### [WHAT IS REQUIRED]
Copy every line of the records below verbatim, leaving nothing out.

--- Start of SUPPLIED MATERIAL ---

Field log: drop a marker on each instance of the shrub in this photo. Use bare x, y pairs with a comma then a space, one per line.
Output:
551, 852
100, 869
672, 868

--- End of SUPPLIED MATERIAL ---

### [THE COMPLETED TASK]
Field log: drop a marker on each instance of the shrub in this photo. Use bare x, y pairs with a comma then a space, one per line.
Output:
551, 852
100, 869
672, 868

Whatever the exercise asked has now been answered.